前回は経済学的な観点から経営という具体的な現象を考えてみることを時系列的に概観しました。これはあくまでも概観ですから、本来ならばその歴史だけでも数冊の書を築き上げることができるくらいの内容のことですが、現実的な経営を考えていく際にそこまで知ったところで大きなメリットはありませんから、「経済学は経営学の父」という、その基本中の基本だけを頭に入れていただければと思います。
**********
→ 問題: 提示文の「前回は経済学的な観点から経営」から「れていただければと思います。」までを、最後の言葉も含めて一字一句変えずに書き写してください。

→ 与えられた情報:
**********
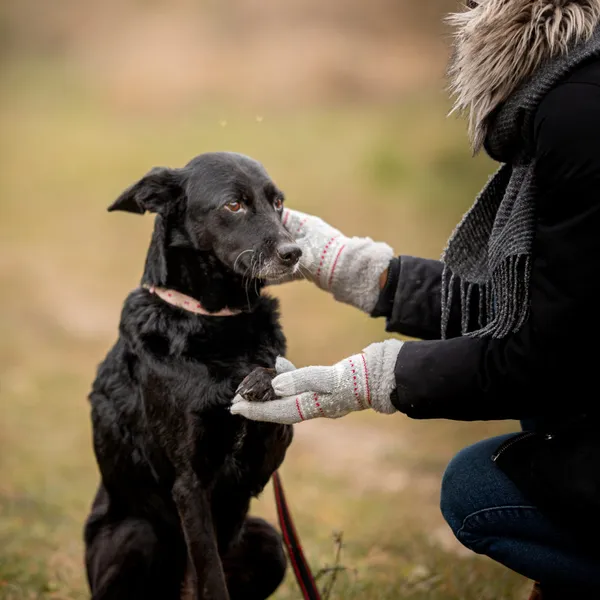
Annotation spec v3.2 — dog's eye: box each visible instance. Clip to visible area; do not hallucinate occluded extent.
[225,200,242,212]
**********
→ 解答:
前回は経済学的な観点から経営という具体的な現象を考えてみることを時系列的に概観しました。これはあくまでも概観ですから、本来ならばその歴史だけでも数冊の書を築き上げることができるくらいの内容のことですが、現実的な経営を考えていく際にそこまで知ったところで大きなメリットはありませんから、「経済学は経営学の父」という、その基本中の基本だけを頭に入れていただければと思います。